• GIVEN REQUEST:
Please locate each line below that contains the string "wall" and copy it out. Case counts.

[Dataset items]
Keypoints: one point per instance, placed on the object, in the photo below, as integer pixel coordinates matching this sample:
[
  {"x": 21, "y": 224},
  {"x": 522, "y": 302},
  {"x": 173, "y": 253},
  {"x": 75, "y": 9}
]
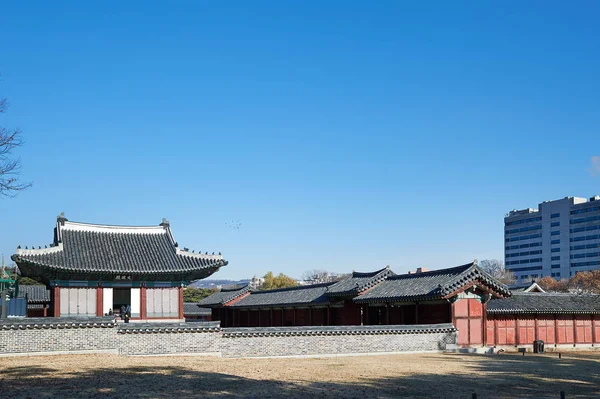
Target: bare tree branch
[
  {"x": 10, "y": 167},
  {"x": 496, "y": 269}
]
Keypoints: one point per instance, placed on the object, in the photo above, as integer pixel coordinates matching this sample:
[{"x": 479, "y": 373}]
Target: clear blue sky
[{"x": 341, "y": 135}]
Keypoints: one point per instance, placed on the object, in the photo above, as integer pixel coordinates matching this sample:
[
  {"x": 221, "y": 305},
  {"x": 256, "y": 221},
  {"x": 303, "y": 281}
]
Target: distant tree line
[
  {"x": 584, "y": 282},
  {"x": 191, "y": 294}
]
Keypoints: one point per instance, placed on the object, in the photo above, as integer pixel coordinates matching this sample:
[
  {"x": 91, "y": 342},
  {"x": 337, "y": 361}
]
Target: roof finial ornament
[{"x": 61, "y": 218}]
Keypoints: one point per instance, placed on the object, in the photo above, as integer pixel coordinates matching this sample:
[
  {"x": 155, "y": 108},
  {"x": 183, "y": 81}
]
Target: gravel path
[{"x": 393, "y": 376}]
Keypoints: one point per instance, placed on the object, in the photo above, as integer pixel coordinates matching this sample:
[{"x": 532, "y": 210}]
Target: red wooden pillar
[
  {"x": 99, "y": 301},
  {"x": 143, "y": 303},
  {"x": 484, "y": 323},
  {"x": 556, "y": 330},
  {"x": 387, "y": 314},
  {"x": 517, "y": 335},
  {"x": 181, "y": 302},
  {"x": 496, "y": 331},
  {"x": 56, "y": 301},
  {"x": 417, "y": 313}
]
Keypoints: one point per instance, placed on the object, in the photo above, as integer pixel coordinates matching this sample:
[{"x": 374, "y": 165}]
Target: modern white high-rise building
[{"x": 558, "y": 239}]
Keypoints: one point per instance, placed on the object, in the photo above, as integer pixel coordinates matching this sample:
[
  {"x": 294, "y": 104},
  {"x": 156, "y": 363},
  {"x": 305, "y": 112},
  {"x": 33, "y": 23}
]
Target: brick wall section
[
  {"x": 100, "y": 333},
  {"x": 47, "y": 335},
  {"x": 172, "y": 338},
  {"x": 261, "y": 346}
]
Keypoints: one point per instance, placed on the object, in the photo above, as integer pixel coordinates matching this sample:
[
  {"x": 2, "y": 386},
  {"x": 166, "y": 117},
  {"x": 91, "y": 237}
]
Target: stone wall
[
  {"x": 335, "y": 340},
  {"x": 58, "y": 335},
  {"x": 173, "y": 338},
  {"x": 47, "y": 335}
]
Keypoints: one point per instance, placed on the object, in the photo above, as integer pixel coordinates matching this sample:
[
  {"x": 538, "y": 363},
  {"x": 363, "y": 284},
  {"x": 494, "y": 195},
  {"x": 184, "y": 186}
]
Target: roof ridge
[
  {"x": 237, "y": 288},
  {"x": 109, "y": 228},
  {"x": 465, "y": 267},
  {"x": 573, "y": 294},
  {"x": 294, "y": 288},
  {"x": 369, "y": 274}
]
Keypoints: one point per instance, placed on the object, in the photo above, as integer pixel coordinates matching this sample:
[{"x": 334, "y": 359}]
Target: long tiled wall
[{"x": 48, "y": 335}]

• SOLVED EXERCISE:
Target: brick wall section
Target: stone wall
Target: long tiled wall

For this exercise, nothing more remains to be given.